_TASK PROMPT:_
Could every line of the listing be output exactly, with the pictures skipped?
----------------
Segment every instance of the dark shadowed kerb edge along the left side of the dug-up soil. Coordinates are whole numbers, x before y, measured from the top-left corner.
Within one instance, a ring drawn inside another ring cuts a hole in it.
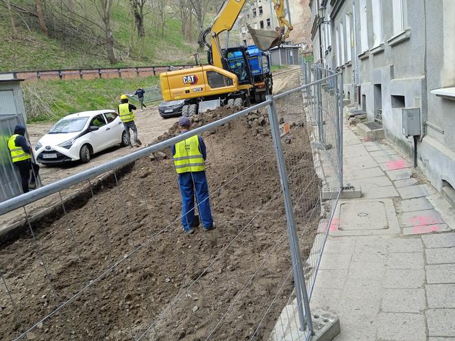
[[[130,172],[130,170],[132,170],[134,163],[135,162],[125,164],[124,166],[116,168],[116,170],[111,171],[109,173],[105,173],[91,181],[94,194],[99,192],[101,186],[110,184],[112,181],[114,181],[114,172],[116,173],[117,178],[120,179],[121,177],[123,177],[123,175],[126,175],[127,173]],[[79,188],[75,192],[67,195],[66,197],[62,197],[66,213],[73,210],[74,207],[80,207],[82,205],[85,205],[88,202],[88,200],[90,200],[90,198],[91,192],[90,186],[88,185]],[[57,203],[54,203],[53,205],[45,208],[45,210],[42,210],[36,214],[29,214],[28,221],[30,225],[32,225],[32,227],[34,227],[35,229],[36,225],[42,225],[49,219],[56,220],[63,216],[63,214],[64,210],[62,207],[62,202],[58,201]],[[19,236],[24,236],[27,235],[28,233],[29,226],[26,218],[22,218],[21,220],[17,221],[16,223],[13,223],[12,225],[3,226],[0,229],[0,246],[8,244],[19,238]]]

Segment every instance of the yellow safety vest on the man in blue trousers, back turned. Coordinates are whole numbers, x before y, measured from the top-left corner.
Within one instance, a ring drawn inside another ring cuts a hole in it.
----------------
_FINAL ANSWER:_
Segment every instance of the dark shadowed kerb edge along the left side of the dug-up soil. Coordinates are whole numbers, x before y, measured from the top-left corner.
Within one instance, a ring drawn inside another ring cuts a hole in it.
[[[130,172],[130,170],[132,170],[134,163],[135,162],[125,164],[124,166],[116,168],[116,170],[111,171],[109,173],[105,173],[91,181],[94,194],[99,192],[101,186],[110,184],[112,181],[114,181],[114,172],[116,173],[117,178],[120,179],[121,177],[123,177],[123,175],[126,175],[127,173]],[[79,188],[75,192],[67,195],[66,197],[62,197],[66,213],[73,210],[74,207],[80,207],[82,205],[85,205],[88,202],[88,200],[90,200],[90,198],[91,192],[90,186],[88,185]],[[57,203],[54,203],[53,205],[45,208],[45,210],[42,210],[36,214],[29,214],[28,221],[30,225],[32,225],[32,227],[34,227],[35,229],[36,225],[42,225],[49,219],[56,220],[63,216],[63,214],[64,210],[62,207],[62,202],[58,201]],[[19,236],[24,236],[27,235],[28,233],[29,226],[26,218],[22,218],[21,220],[17,221],[16,223],[13,223],[12,225],[3,226],[0,229],[0,246],[8,244],[19,238]]]

Segment every instance of the yellow safety vest on the man in blue trousers, back turned. Coordinates are whole numbers, x before y, measured from the top-left corner.
Within one instance, a ring drawn inside another ring cuts a hole in it.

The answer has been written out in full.